**The problem:**
Turn the lines of the listing into a numbered list with blank lines omitted, starting with the line that contains "An instance is defined as any distinct occurrence of shirt" and going on through the line that contains "[1092,644,1204,904]". Include only those lines, counting both end lines.

(Region labeling listing)
──────────────────────────────

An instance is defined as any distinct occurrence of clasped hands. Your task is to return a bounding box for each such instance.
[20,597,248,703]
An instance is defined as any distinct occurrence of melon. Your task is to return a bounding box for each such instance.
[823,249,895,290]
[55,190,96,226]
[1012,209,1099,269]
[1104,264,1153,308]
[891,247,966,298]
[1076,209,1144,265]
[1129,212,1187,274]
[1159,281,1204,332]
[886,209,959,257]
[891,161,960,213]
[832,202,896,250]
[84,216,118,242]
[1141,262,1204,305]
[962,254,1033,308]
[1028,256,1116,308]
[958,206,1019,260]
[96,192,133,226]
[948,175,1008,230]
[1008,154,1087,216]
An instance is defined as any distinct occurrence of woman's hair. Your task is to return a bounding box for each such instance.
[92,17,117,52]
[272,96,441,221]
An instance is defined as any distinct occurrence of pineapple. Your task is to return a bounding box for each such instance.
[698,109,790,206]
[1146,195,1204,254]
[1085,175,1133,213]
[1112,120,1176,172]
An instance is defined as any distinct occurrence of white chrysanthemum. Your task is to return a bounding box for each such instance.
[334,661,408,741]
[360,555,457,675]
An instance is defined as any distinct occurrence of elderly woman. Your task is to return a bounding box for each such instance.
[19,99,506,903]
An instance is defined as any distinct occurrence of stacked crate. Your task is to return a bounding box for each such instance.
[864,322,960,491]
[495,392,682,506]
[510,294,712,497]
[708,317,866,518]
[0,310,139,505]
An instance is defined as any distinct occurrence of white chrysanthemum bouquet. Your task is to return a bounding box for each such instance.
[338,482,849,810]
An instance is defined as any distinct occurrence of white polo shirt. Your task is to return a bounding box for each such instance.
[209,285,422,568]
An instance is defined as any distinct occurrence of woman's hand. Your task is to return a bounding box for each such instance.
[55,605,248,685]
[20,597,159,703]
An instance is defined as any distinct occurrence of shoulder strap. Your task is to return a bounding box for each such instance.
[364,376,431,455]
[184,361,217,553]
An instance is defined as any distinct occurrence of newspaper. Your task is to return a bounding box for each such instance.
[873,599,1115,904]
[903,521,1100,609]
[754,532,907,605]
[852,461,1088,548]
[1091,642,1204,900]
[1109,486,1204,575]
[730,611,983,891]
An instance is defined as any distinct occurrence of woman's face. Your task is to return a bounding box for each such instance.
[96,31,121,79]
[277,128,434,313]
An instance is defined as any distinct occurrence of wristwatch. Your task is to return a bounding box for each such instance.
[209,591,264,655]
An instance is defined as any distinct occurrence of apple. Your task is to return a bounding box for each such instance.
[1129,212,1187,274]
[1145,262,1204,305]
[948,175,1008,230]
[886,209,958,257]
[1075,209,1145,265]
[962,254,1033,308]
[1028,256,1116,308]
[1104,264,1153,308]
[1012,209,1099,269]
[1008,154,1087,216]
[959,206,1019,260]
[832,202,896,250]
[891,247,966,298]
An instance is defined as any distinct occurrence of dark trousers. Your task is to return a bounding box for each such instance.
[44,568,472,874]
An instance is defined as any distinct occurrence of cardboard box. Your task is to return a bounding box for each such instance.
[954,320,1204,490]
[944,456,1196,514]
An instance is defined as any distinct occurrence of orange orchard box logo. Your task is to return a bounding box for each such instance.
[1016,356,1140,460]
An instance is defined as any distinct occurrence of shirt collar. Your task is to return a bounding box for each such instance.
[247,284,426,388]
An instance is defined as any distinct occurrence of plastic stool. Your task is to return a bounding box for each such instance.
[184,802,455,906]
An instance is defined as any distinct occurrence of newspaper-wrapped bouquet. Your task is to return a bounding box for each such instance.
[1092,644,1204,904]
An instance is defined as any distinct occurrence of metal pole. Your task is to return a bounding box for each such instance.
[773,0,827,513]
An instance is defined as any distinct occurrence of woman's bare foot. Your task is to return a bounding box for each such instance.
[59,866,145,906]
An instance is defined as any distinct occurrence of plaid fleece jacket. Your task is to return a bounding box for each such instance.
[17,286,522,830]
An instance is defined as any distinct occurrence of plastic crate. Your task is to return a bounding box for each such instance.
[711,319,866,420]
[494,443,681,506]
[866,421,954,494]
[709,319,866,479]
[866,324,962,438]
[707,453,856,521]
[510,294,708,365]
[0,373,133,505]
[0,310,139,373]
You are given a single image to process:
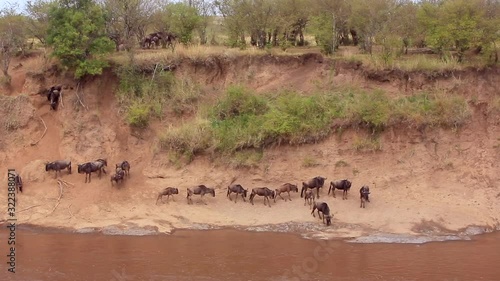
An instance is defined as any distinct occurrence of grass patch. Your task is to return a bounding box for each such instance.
[302,156,320,168]
[226,149,264,169]
[335,160,349,168]
[488,96,500,114]
[161,86,470,160]
[160,119,213,162]
[353,137,382,152]
[116,65,201,128]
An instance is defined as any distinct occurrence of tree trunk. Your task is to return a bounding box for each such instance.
[331,13,337,54]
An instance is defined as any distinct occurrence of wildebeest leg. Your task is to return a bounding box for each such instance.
[264,196,271,208]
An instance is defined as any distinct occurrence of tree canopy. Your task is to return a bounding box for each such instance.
[47,0,114,78]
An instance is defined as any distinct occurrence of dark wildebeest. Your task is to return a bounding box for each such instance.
[311,202,332,225]
[111,168,125,185]
[274,183,299,203]
[45,160,71,178]
[156,187,179,205]
[300,176,326,198]
[227,184,248,203]
[250,187,276,207]
[186,184,215,204]
[304,189,315,207]
[116,160,130,176]
[78,159,108,183]
[359,185,370,208]
[47,86,62,110]
[328,180,352,200]
[8,171,23,193]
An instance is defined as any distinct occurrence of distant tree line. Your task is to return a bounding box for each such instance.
[0,0,500,80]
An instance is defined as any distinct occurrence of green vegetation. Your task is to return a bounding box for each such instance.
[47,0,114,78]
[116,65,201,128]
[160,86,470,160]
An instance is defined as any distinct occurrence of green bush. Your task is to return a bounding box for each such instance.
[127,102,150,128]
[161,86,470,159]
[160,119,213,158]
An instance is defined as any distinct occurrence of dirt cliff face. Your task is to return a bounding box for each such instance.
[0,51,500,237]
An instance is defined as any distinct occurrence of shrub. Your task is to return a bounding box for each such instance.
[160,119,213,158]
[127,102,150,128]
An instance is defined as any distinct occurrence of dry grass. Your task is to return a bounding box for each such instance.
[109,45,295,69]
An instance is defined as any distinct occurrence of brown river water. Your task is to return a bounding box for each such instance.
[0,227,500,281]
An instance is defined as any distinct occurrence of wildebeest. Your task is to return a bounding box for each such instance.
[227,184,248,203]
[156,187,179,205]
[359,185,370,208]
[8,171,23,193]
[116,160,130,176]
[47,86,62,110]
[304,189,315,206]
[78,159,108,183]
[311,202,332,225]
[45,160,71,178]
[328,180,352,200]
[141,31,177,52]
[250,187,276,207]
[111,168,125,185]
[186,184,215,204]
[274,183,299,203]
[300,176,326,198]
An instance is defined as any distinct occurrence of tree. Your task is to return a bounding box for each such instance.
[190,0,214,45]
[99,0,158,50]
[47,0,114,78]
[26,0,56,45]
[0,8,27,84]
[350,0,395,54]
[311,0,350,54]
[162,3,202,44]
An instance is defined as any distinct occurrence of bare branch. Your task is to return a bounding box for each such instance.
[31,117,47,146]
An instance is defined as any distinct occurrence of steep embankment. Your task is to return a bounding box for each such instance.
[0,50,500,237]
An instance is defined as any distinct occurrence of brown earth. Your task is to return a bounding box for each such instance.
[0,49,500,237]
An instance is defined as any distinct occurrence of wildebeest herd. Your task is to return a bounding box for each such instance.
[45,159,130,185]
[15,159,370,226]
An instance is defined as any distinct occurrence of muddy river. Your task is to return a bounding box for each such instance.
[0,229,500,281]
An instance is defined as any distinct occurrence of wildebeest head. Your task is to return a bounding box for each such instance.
[96,158,108,167]
[325,215,332,226]
[314,176,326,187]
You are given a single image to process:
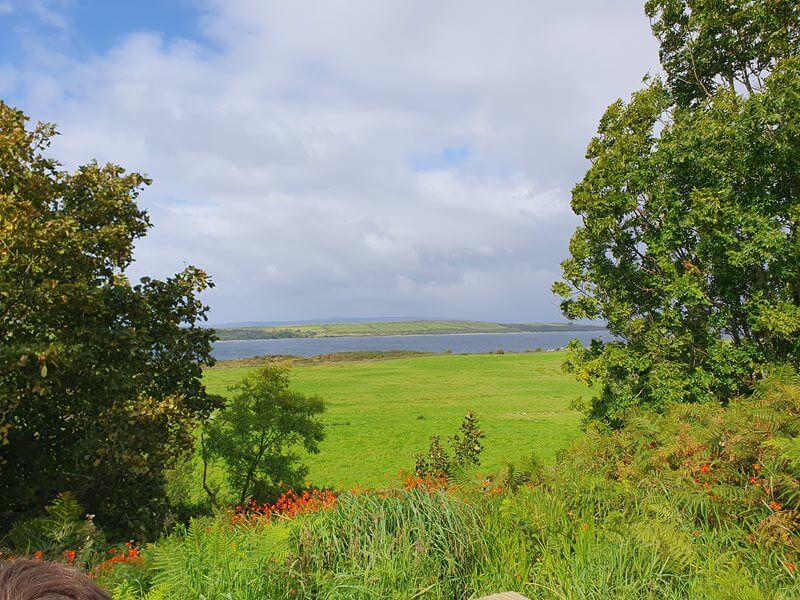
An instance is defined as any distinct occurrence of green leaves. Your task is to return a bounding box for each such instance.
[203,364,325,505]
[0,102,217,538]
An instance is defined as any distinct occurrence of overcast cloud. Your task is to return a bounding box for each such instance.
[0,0,658,322]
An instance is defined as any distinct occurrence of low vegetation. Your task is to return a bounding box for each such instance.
[203,352,591,488]
[83,375,800,600]
[0,0,800,600]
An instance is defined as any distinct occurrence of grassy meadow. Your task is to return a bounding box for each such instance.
[211,320,601,340]
[204,352,590,489]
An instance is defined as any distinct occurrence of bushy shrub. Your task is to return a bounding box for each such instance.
[414,411,484,479]
[2,493,105,565]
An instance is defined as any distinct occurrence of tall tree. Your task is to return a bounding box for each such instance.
[553,0,800,425]
[0,102,215,534]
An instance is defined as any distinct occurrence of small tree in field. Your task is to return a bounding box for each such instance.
[414,411,484,478]
[203,365,325,504]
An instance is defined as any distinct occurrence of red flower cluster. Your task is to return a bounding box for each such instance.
[403,475,449,492]
[94,542,142,571]
[231,489,336,523]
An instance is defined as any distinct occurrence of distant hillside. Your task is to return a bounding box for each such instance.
[217,320,605,341]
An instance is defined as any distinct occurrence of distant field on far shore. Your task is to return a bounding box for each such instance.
[204,352,590,489]
[217,320,603,341]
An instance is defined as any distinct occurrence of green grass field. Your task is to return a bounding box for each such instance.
[205,352,589,489]
[217,320,600,340]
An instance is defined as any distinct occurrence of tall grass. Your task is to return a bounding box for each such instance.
[111,381,800,600]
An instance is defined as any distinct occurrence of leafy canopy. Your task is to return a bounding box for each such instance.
[553,0,800,425]
[0,102,215,535]
[203,364,325,504]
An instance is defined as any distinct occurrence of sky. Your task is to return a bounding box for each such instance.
[0,0,658,323]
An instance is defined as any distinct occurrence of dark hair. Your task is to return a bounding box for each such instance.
[0,559,111,600]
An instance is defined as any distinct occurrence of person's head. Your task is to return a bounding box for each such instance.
[0,559,111,600]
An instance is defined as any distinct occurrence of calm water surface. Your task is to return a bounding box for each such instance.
[213,331,613,360]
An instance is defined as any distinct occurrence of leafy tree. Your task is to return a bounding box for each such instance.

──────────────────────────────

**Result for this exercise:**
1. An instance is defined as any distinct occurrence of shirt collar. Your task is to return a bounding box for each such instance.
2. [247,284,426,388]
3. An instance is defined as any distinct occurrence of plastic stool. Your task is to return a bounding box for each such instance.
4. [184,802,455,906]
5. An instance is defined as any distinct occurrence of newspaper-wrapped bouquet. Your task is to return a bounding box for each such instance.
6. [1092,644,1204,904]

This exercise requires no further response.